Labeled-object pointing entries
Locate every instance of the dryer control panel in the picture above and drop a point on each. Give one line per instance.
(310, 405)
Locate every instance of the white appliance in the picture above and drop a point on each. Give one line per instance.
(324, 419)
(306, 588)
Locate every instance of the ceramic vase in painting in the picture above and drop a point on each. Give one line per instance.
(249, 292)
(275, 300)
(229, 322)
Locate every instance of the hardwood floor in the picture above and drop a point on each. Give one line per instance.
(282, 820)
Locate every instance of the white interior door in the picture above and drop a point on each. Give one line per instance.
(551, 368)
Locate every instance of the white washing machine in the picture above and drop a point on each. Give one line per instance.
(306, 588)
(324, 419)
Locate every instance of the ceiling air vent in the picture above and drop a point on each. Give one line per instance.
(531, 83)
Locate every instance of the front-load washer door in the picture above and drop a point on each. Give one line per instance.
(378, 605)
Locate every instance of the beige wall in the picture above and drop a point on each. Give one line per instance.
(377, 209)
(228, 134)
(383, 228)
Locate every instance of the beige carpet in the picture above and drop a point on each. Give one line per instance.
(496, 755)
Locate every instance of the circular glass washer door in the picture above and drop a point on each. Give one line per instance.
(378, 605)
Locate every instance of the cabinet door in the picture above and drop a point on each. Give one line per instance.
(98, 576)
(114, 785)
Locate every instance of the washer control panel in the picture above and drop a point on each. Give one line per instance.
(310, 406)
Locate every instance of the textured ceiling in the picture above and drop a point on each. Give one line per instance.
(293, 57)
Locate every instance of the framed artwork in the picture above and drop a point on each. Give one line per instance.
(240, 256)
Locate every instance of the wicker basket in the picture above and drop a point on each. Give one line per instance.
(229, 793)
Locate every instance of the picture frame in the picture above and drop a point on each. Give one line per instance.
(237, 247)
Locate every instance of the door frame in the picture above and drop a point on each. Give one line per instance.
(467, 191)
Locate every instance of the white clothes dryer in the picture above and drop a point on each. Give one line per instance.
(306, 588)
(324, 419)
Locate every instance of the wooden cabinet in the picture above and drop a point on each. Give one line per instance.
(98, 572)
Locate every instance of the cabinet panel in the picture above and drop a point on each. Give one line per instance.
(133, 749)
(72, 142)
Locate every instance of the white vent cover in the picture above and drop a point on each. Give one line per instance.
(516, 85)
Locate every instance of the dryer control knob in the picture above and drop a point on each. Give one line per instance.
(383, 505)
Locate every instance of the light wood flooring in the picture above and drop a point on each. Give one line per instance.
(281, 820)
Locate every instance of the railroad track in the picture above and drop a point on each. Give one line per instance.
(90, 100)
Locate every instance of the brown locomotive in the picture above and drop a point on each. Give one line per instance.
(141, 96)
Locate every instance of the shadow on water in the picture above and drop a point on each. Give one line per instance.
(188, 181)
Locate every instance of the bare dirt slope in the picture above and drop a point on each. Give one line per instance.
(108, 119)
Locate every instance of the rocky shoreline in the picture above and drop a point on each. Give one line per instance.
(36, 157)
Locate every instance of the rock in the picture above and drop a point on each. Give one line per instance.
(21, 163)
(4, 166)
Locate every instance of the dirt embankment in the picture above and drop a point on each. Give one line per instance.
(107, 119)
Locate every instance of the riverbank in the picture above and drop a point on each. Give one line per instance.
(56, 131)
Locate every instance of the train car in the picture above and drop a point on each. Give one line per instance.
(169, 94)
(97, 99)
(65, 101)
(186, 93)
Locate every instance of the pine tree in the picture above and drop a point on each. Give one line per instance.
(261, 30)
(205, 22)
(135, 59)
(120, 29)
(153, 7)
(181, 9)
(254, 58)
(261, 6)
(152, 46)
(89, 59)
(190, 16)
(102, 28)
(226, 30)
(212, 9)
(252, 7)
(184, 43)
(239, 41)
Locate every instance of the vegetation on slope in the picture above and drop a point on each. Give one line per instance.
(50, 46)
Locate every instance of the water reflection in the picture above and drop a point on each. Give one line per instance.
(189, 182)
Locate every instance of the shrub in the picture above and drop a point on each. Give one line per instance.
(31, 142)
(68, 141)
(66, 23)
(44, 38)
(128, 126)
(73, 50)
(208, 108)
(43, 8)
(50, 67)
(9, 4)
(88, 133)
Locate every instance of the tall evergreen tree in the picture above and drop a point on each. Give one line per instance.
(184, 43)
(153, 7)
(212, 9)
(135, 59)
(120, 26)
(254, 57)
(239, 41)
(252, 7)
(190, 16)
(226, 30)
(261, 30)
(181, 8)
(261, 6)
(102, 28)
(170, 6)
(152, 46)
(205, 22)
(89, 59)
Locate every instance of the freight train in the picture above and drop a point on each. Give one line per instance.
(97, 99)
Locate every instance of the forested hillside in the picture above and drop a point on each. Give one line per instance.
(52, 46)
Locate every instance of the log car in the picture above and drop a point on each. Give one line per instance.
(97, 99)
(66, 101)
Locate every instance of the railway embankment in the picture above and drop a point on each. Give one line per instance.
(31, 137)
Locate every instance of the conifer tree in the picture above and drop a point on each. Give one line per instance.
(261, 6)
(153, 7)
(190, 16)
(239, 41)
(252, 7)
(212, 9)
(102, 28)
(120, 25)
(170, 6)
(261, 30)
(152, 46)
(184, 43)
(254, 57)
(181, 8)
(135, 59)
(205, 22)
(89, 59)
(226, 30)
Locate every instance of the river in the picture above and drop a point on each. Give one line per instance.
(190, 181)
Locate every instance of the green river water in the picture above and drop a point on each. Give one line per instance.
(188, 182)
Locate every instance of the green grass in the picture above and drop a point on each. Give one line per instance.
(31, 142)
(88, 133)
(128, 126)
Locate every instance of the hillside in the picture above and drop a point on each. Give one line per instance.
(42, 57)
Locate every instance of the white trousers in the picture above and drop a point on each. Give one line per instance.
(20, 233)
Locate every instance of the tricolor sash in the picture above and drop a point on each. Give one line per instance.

GIVEN INSTRUCTION
Output every line of the data above as a JSON list of strings, one string per line, omitting blank lines.

RESPONSE TO THE EXERCISE
[
  "Locate every instance of the dryer control panel in the picture above and drop a point on each. Give one line per instance.",
  "(310, 405)",
  "Locate every instance of the white appliance in the picture above and drop a point on each. Give one line per instance.",
  "(324, 419)",
  "(306, 588)",
  "Locate every instance of the ceramic vase in painting in the picture above and drop a point on each. Give one line per instance.",
  "(249, 292)",
  "(275, 300)",
  "(229, 322)",
  "Locate every instance of the hardwood floor in the picture above and drop a point on each. Give one line per instance.",
  "(282, 820)",
  "Locate every instance of the white interior door in the picture above and drop a point on each. Give one line per instance.",
  "(551, 368)",
  "Locate every instance of the white washing machine in the picture above and drop a point on each. Give one line per instance.",
  "(306, 588)",
  "(324, 419)",
  "Locate every instance of the ceiling air vent in the picture above and drop a point on each. Give one line per instance.",
  "(531, 83)",
  "Locate every instance of the front-load washer door in the picture above and drop a point on each. Give one line per instance.",
  "(378, 605)",
  "Locate every instance of the beige wall in the picture above and drop a point on each. Give one line per instance.",
  "(377, 209)",
  "(228, 134)",
  "(383, 228)",
  "Locate every instance of the beige carpet in the picture above and drop a point on each. Give one line per instance.",
  "(496, 755)",
  "Locate every instance of the circular glass washer door in the picture above and drop a point on each. Give one line per instance.",
  "(378, 605)",
  "Locate every instance of the cabinet door in the picture above and drop a point on each. Give one line per instance.",
  "(98, 576)",
  "(114, 785)",
  "Locate every instance of the washer control panel in the picture above and drop a point on each. Give one line per instance.",
  "(310, 406)",
  "Locate every instance of the textured ceiling in the picture above and drop a point on each. Give one line per instance.",
  "(293, 57)",
  "Locate every instance of the framed artwork in the picture above and drop a point on each. Give one line per instance.",
  "(240, 256)",
  "Locate every instance of the wicker basket in the picture above and drop a point on each. Give one line per instance.",
  "(229, 793)",
  "Locate every instance of the picture frame in the picture above and drop a point on each. Give one line per instance.",
  "(237, 247)",
  "Locate every instance of the door frame in the picture above and drop a point on each. Give one line per instance.",
  "(467, 191)",
  "Locate every instance of the white clothes dryer in the picture above and drop a point on each. Give one line per instance.",
  "(306, 588)",
  "(324, 419)",
  "Locate every instance of the wooden cabinet in the picture above and drop a point on each. Give one line per instance.",
  "(98, 572)",
  "Locate every instance of the cabinet panel in the picture above and drop a point on each. Give one line per instance.",
  "(133, 749)",
  "(72, 142)",
  "Locate every instance of the white vent cover in the picture above and drop a point on each. Give one line per instance.",
  "(516, 85)",
  "Locate every instance of the dryer control knob in the picture above and drop a point on each. Give one line per instance.",
  "(383, 505)",
  "Locate every instance of the light wood flooring in the picture above and drop a point on each. Give one line per instance.",
  "(281, 820)",
  "Locate every instance of the railroad track in the picture above and drop a point on each. Give one line per instance.",
  "(90, 100)",
  "Locate every instance of the brown locomotive in the picture above and drop a point on each. Give one line per instance.",
  "(141, 96)",
  "Locate every instance of the shadow on water in the picture above and drop a point on each. Give one line per instance.",
  "(188, 181)",
  "Locate every instance of the bare dirt slope in the picture above and drop a point on each. Give one line per instance.",
  "(108, 119)",
  "Locate every instance of the rocky shoreline in the picture above and drop a point on each. Give one line per instance.",
  "(36, 157)",
  "Locate every instance of the rock in the picture above and drop a point on each. Give one line per instance.",
  "(21, 163)",
  "(4, 166)",
  "Locate every instance of the dirt embankment in the picture above and drop a point on each. Give one line per instance.",
  "(107, 119)",
  "Locate every instance of the riverbank in the picture above and drop a point on each. Give one line per instance.",
  "(56, 131)",
  "Locate every instance of the train car in the picture above and drop a point on each. Give one line per instance.",
  "(169, 94)",
  "(97, 99)",
  "(65, 101)",
  "(186, 93)",
  "Locate every instance of the pine tree in the picture above and drop a point on each. Give one line per instance.",
  "(261, 30)",
  "(205, 22)",
  "(135, 59)",
  "(120, 29)",
  "(153, 7)",
  "(181, 9)",
  "(254, 58)",
  "(261, 6)",
  "(152, 46)",
  "(89, 59)",
  "(190, 16)",
  "(102, 28)",
  "(226, 30)",
  "(212, 9)",
  "(252, 7)",
  "(184, 43)",
  "(239, 41)",
  "Locate every instance of the vegetation on slope in the picture above and drop a point on each. Give one line per instance.",
  "(50, 46)",
  "Locate every instance of the water reflection in the picture above and drop a point on each. Give one line per instance.",
  "(189, 182)",
  "Locate every instance of the shrub in the picture above and drop a point on each. Give one line per instance.",
  "(31, 142)",
  "(68, 141)",
  "(66, 23)",
  "(44, 38)",
  "(128, 126)",
  "(73, 50)",
  "(208, 108)",
  "(43, 8)",
  "(50, 67)",
  "(9, 4)",
  "(88, 133)",
  "Locate every instance of the tall evergreen tree in the picture above and drop a point on each. Give one line per instance.",
  "(184, 43)",
  "(153, 7)",
  "(212, 9)",
  "(135, 59)",
  "(120, 26)",
  "(254, 57)",
  "(239, 41)",
  "(252, 7)",
  "(190, 16)",
  "(226, 30)",
  "(261, 30)",
  "(181, 8)",
  "(261, 6)",
  "(102, 28)",
  "(170, 6)",
  "(152, 46)",
  "(205, 22)",
  "(89, 59)",
  "Locate every instance of the freight train in the picture above and drop a point on each. Give one line per instance.",
  "(97, 99)",
  "Locate every instance of the forested hillside in the picture above and drop a point on each. Give one line per instance.",
  "(52, 46)",
  "Locate every instance of the log car in the picture above and drop a point on each. Give one line per instance.",
  "(97, 99)",
  "(66, 101)",
  "Locate every instance of the railway embankment in the picture above and drop a point on each. Give one line per instance.",
  "(31, 137)",
  "Locate every instance of the conifer tree in the picture above and drop a point on each. Give one line per instance.",
  "(261, 6)",
  "(153, 7)",
  "(190, 16)",
  "(239, 41)",
  "(252, 7)",
  "(212, 9)",
  "(102, 28)",
  "(120, 25)",
  "(170, 6)",
  "(261, 30)",
  "(152, 46)",
  "(184, 43)",
  "(254, 57)",
  "(181, 8)",
  "(135, 59)",
  "(205, 22)",
  "(89, 59)",
  "(226, 30)",
  "Locate every instance of the river in the picture above and drop a point on each. Give one line per instance.",
  "(190, 181)",
  "Locate every instance of the green river water in the picture above and drop a point on each. Give one line per instance.",
  "(188, 182)",
  "Locate every instance of the green grass in the picture above and drop a point on each. Give one line per instance.",
  "(31, 142)",
  "(88, 133)",
  "(128, 126)",
  "Locate every instance of the hillside in the picture above and drop a point on each. Give one line per instance.",
  "(42, 57)",
  "Locate every instance of the white trousers in the picture above and drop a point on each. Give one line per instance.",
  "(20, 233)",
  "Locate every instance of the tricolor sash in the picture above and drop a point on each. Give one line per instance."
]